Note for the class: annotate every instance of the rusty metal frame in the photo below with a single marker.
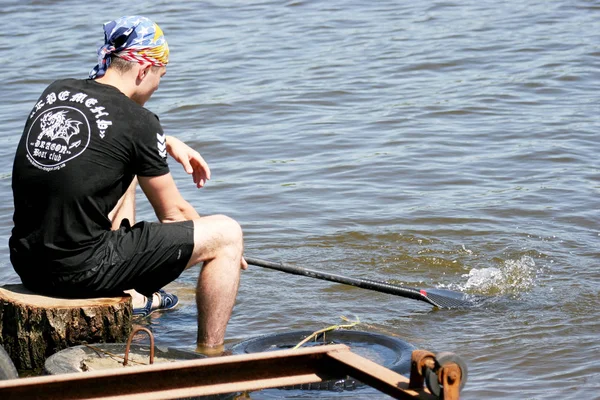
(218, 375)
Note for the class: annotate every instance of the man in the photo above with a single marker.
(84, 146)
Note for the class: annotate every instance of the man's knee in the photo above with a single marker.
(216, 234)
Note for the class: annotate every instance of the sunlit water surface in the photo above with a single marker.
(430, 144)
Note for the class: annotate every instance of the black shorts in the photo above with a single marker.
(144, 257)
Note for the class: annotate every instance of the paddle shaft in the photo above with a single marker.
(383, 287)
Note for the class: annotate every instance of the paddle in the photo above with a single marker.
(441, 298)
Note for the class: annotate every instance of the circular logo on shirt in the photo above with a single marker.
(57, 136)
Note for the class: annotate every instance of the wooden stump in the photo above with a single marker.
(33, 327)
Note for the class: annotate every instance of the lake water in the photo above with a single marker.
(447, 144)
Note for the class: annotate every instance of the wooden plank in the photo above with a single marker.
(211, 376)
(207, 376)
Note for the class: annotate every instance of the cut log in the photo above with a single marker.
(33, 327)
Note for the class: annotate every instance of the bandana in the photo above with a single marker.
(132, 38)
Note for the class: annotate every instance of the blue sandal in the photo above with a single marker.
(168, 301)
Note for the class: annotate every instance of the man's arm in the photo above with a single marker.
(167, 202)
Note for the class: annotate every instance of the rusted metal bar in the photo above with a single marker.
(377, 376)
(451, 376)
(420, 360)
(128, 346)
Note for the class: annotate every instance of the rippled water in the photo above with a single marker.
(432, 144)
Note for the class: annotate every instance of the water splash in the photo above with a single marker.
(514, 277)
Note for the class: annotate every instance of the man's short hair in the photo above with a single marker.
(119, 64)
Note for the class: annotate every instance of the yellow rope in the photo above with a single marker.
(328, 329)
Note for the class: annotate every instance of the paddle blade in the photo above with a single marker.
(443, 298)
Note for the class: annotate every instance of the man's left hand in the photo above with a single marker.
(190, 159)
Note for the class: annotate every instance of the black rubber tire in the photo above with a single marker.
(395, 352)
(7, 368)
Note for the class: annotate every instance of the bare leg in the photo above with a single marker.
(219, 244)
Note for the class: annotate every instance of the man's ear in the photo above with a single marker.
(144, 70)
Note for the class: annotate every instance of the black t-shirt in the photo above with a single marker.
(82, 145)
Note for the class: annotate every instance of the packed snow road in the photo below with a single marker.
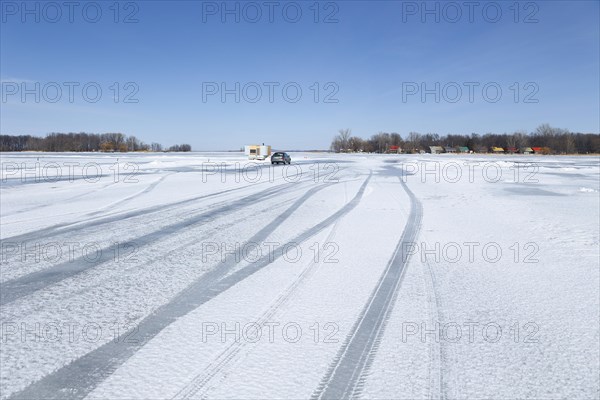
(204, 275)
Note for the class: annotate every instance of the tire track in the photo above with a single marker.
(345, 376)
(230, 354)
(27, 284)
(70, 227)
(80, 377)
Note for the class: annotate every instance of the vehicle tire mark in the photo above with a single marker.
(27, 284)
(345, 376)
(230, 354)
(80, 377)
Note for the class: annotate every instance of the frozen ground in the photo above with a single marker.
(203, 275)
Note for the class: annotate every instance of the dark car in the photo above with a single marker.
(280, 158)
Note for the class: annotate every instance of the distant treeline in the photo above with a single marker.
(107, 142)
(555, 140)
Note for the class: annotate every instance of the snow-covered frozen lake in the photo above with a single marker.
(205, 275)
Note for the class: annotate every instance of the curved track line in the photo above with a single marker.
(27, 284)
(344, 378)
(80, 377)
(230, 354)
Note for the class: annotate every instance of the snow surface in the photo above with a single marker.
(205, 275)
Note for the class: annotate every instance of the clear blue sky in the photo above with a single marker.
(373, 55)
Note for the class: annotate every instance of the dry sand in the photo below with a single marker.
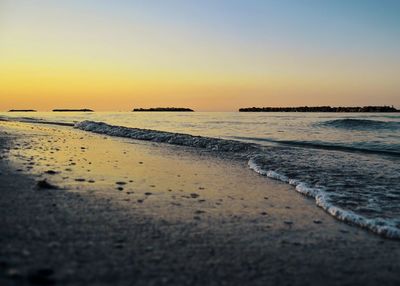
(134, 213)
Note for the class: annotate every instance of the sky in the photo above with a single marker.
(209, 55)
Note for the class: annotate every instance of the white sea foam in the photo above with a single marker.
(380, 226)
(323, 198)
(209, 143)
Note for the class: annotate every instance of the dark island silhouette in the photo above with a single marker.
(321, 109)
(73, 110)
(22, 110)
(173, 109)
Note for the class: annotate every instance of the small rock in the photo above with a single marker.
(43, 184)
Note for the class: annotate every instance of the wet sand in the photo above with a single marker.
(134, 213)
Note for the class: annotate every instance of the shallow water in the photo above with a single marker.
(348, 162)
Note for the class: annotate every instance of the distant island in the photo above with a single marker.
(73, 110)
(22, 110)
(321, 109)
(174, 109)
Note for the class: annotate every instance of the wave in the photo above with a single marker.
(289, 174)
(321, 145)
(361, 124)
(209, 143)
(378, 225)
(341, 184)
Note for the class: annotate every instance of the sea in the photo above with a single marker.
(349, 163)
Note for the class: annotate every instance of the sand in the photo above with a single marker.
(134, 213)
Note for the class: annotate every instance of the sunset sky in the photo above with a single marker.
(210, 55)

• WRITTEN TASK
Format all of the data above as a two-column CSV with the header label_text,points, giving one row for each written line and its points, with each value in a single quoted field and any line breaks replaced by spaces. Leave the pictures out of the answer.

• EXPECTED OUTPUT
label_text,points
"Note for the class: annotate every instance of the rusty metal frame in the photo below with a single marker.","(218, 375)"
"Note for the class: annotate every instance of the man in the photo above with a single marker.","(84, 146)"
"Note for the class: annotate every instance of the man's knee in the photo above with a single marker.","(216, 234)"
"Note for the class: annotate every instance of the sunlit water surface in the photo above with a single marker.","(430, 144)"
"Note for the class: annotate every instance of the black shorts in the photo above with a single marker.","(144, 257)"
"Note for the class: annotate every instance of the paddle shaft in the photo above with a single marker.","(383, 287)"
"Note for the class: annotate every instance of the paddle in the photo above with a single marker.","(441, 298)"
"Note for the class: annotate every instance of the circular logo on shirt in the photo above with a single marker.","(57, 136)"
"Note for the class: annotate every instance of the wooden stump in the photo above with a single marker.","(33, 327)"
"Note for the class: annotate every instance of the lake water in the photo above with a single marker.","(447, 144)"
"Note for the class: annotate every instance of the wooden plank in the photo above with a single marker.","(211, 376) (207, 376)"
"Note for the class: annotate every instance of the cut log in the photo above with a single marker.","(33, 327)"
"Note for the class: annotate every instance of the bandana in the photo above with a single marker.","(132, 38)"
"Note for the class: annotate every instance of the blue sandal in the photo above with a single marker.","(168, 301)"
"Note for the class: annotate every instance of the man's arm in the photo above with a single marker.","(167, 202)"
"Note for the class: annotate every instance of the rusted metal bar in the photo above with a single marker.","(377, 376) (451, 376) (420, 360) (128, 346)"
"Note for the class: annotate every instance of the rippled water in the photo above with a single marker.","(432, 144)"
"Note for the class: annotate every instance of the water splash in the photo above with a single marker.","(514, 277)"
"Note for the class: annotate every instance of the man's short hair in the photo above with a single marker.","(119, 64)"
"Note for the class: annotate every instance of the yellow rope in the photo above with a single marker.","(328, 329)"
"Note for the class: annotate every instance of the paddle blade in the photo above with a single marker.","(443, 298)"
"Note for the class: annotate every instance of the man's left hand in the photo above with a single marker.","(190, 159)"
"Note for the class: annotate every instance of the black rubber tire in the photo above with a single marker.","(395, 352) (7, 368)"
"Note for the class: annotate every instance of the bare leg in the photo above with a single marker.","(219, 244)"
"Note for the class: annotate every instance of the man's ear in the photo above with a single marker.","(144, 70)"
"Note for the class: annotate every instance of the black t-shirt in the photo above with a single marker.","(82, 145)"
"Note for the class: annotate every instance of the packed snow road in the photo below with a single marker.","(204, 275)"
"Note for the class: annotate every instance of the tire track in the photo above with a single marker.","(345, 376) (230, 354) (27, 284) (70, 227) (80, 377)"
"Note for the class: annotate every instance of the vehicle tire mark in the photo above with a single marker.","(27, 284) (345, 376) (230, 354) (80, 377)"
"Note for the class: annotate every instance of the frozen ground in the photo above with a single marker.","(203, 275)"
"Note for the class: annotate every instance of the dark car in the photo above with a single marker.","(280, 158)"
"Note for the class: annotate every instance of the distant treeline in the photo above with a single marker.","(107, 142) (555, 140)"
"Note for the class: annotate every instance of the snow-covered frozen lake in the photo above with a single marker.","(205, 275)"
"Note for the class: annotate every instance of the curved track line in the photo above with a single marker.","(27, 284) (344, 378) (80, 377) (230, 354)"
"Note for the class: annotate every instance of the snow surface in the photo above with a single marker.","(205, 275)"
"Note for the class: annotate every instance of the clear blue sky in the photo above with a single marker.","(373, 55)"
"Note for the class: annotate every instance of the dry sand in the photo below with a single marker.","(134, 213)"
"Note for the class: annotate every instance of the sky in the photo above with a single marker.","(209, 55)"
"Note for the class: annotate every instance of the white sea foam in the photo above with a single marker.","(380, 226) (323, 198) (209, 143)"
"Note for the class: annotate every instance of the dark island silhouette in the photo above with a single marker.","(321, 109) (73, 110) (22, 110) (173, 109)"
"Note for the class: annotate every instance of the small rock in the photo above with a single marker.","(43, 184)"
"Note for the class: annotate every instance of the wet sand in the photo above with a single marker.","(134, 213)"
"Note for the class: annotate every instance of the shallow water in the photo above with a single marker.","(348, 162)"
"Note for the class: annotate every instance of the distant island in the photo above with a single marker.","(73, 110) (22, 110) (321, 109) (174, 109)"
"Note for the class: annotate every instance of the wave in the photo above with a single marker.","(289, 174) (321, 145) (361, 124) (209, 143) (378, 225) (341, 184)"
"Note for the class: annotate every instance of the sea in the photo above with a single marker.","(349, 163)"
"Note for the class: annotate every instance of the sand in the photo above with a single marker.","(134, 213)"
"Note for the class: annotate every instance of the sunset sky in the photo above with a single marker.","(210, 55)"